■ EXERCISE ■
Below are records to be output exactly, every one of them.

Entries from a dataset

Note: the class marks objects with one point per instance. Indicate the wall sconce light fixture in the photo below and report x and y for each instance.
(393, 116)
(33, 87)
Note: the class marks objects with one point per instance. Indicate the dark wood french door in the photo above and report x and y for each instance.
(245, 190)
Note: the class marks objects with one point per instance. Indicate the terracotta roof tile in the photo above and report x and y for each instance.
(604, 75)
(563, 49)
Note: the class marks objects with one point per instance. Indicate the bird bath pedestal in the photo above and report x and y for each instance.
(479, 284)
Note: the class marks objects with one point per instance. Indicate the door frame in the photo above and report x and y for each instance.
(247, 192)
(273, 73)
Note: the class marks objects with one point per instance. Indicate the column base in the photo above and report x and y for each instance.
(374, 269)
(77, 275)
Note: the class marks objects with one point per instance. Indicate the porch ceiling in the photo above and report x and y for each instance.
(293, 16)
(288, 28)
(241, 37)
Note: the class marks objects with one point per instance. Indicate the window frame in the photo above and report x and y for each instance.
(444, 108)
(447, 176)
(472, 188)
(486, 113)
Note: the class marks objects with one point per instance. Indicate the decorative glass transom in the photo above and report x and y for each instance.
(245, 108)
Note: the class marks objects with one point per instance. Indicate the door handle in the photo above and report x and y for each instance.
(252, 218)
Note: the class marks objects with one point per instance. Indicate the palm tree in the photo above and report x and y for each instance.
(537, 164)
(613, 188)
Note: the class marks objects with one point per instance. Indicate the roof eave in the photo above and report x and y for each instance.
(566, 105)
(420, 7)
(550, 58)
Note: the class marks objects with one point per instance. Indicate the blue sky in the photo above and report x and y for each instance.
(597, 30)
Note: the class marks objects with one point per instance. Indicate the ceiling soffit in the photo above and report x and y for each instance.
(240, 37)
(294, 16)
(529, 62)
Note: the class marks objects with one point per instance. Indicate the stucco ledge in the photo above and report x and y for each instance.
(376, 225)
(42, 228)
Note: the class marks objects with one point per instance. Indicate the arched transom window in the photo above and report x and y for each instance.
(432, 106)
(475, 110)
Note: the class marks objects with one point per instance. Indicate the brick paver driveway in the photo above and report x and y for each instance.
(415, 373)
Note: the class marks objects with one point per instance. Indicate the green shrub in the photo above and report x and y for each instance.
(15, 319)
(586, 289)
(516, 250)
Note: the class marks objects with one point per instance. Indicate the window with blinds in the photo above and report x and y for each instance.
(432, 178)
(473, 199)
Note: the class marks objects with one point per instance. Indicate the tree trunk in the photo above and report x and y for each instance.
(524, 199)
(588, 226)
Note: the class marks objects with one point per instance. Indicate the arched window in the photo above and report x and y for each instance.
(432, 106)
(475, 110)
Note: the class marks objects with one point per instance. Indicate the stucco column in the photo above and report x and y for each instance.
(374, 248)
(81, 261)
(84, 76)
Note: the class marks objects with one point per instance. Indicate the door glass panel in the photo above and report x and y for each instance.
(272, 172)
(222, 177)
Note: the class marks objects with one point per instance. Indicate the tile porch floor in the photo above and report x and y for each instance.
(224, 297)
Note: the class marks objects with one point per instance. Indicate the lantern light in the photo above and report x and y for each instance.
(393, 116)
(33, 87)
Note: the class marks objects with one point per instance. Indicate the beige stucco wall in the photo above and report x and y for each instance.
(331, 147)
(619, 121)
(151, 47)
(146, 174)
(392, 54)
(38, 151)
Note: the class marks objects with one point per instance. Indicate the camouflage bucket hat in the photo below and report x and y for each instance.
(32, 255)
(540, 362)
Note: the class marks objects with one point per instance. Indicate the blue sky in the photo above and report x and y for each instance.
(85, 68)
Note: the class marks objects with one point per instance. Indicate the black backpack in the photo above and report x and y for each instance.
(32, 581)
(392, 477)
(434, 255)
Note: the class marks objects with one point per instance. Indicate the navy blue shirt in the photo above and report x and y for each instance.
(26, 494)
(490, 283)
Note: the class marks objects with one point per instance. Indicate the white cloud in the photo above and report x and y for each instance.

■ EXERCISE SOLUTION ■
Note: the class marks objects with one point per instance. Indicate the wall sconce light fixture in the photo below and report x and y for each instance.
(393, 116)
(33, 87)
Note: the class marks objects with one point per instance. Indicate the dark wood french door in the photo above and report x and y for each instance.
(245, 190)
Note: the class marks objects with one point per instance. Indicate the terracotta roof tile in the photo above and report x and y for each instance.
(604, 75)
(563, 49)
Note: the class marks objects with one point per instance. Indicate the bird bath pedestal in the photo above and report x and y for each instance.
(479, 284)
Note: the class marks objects with one point per instance. Indicate the door frame in the photo above and report x and y for each instance.
(247, 192)
(273, 73)
Note: the class marks objects with one point per instance. Indicate the column base in the photo above and report x and y for each instance.
(374, 269)
(77, 275)
Note: the class marks objects with one point per instance. Indicate the porch ceiling in the photo above and report x and y for each instance.
(293, 16)
(288, 28)
(241, 37)
Note: the class marks objects with one point per instance. Indicate the window frame in the photo above and report x and y for each instance.
(444, 108)
(447, 176)
(472, 188)
(486, 113)
Note: the class marks objects with one point per instance. Indicate the decorative glass transom in the photo above and report x and y for each instance.
(245, 108)
Note: the class marks objects with one point per instance. Indicate the door handle in the photo above and report x and y for each instance.
(252, 218)
Note: the class marks objects with one point per instance. Indicate the palm tree in the photo above and report x and y for each instance.
(537, 164)
(613, 188)
Note: the class marks objects with one point per instance. Indicate the roof eave in the photo above and report x and y for each instance.
(566, 105)
(420, 7)
(550, 58)
Note: the class marks objects with one point per instance. Indicate the blue sky in the photo above and report x and y for each instance.
(597, 30)
Note: the class marks objects with one point per instance. Indicate the ceiling soffit in the photo above and report x and y for each instance.
(240, 37)
(294, 16)
(529, 62)
Note: the class marks objects with one point per instance. Indicate the stucco ledge in the photo above and report x and y for each instance.
(376, 225)
(42, 228)
Note: the class marks objects with one point per instance. Indicate the arched transom window in the photo above and report x and y for each instance.
(432, 106)
(475, 110)
Note: the class marks objects with one point per instance. Indicate the brick paver driveway in the photo above and report x and y for each instance.
(415, 373)
Note: the class marks objects with one point per instance. Indicate the green shrub in the photo above and report x and y for each instance.
(15, 319)
(586, 289)
(516, 250)
Note: the class marks objects with one point per instance. Indicate the window with blinds in the photo above and report x and y for each instance.
(432, 178)
(473, 199)
Note: the class marks objects with one point per instance. Indicate the tree trunk in the photo above and report x and y for each instance.
(524, 199)
(588, 226)
Note: the class marks objects with one point per instance. Indicate the arched window in the photo above and report x and y for each instance.
(432, 106)
(475, 110)
Note: the class marks objects with one point per instance. Indicate the stucco column in the photo above and report x and y for each instance.
(374, 248)
(81, 261)
(84, 76)
Note: the class marks objects with one point per instance. Indicate the door glass panel in the photo above and report x and y for each instance.
(272, 172)
(222, 177)
Note: the class marks objects with one point per instance. Indicate the tile porch floor in the photo above and report x and y for each instance.
(224, 297)
Note: the class marks objects with one point per instance. Indicate the lantern light in the photo above and report x and y for each instance.
(393, 116)
(33, 87)
Note: the class marks objects with one point per instance. Indicate the beige stucco wall in the photo above and report x and y for each instance.
(331, 147)
(619, 121)
(151, 47)
(146, 174)
(392, 54)
(38, 151)
Note: the class marks objects with one point per instance. Indicate the camouflage bucket hat in the photo below and report x and y for each instance.
(32, 255)
(540, 362)
Note: the class marks objects with one point per instance. Indicate the blue sky in the photo above and report x and y for each instance.
(85, 68)
Note: the class marks objects with one point per instance. Indicate the black backpack in the photo above and report x and y for each instance.
(32, 581)
(392, 477)
(434, 255)
Note: the class marks objects with one point per instance. Indicate the navy blue shirt in the photo above and report x and y for each instance.
(26, 494)
(490, 283)
Note: the class marks objects with one point per instance. Indicate the white cloud in the photo above and report x and y for each instance.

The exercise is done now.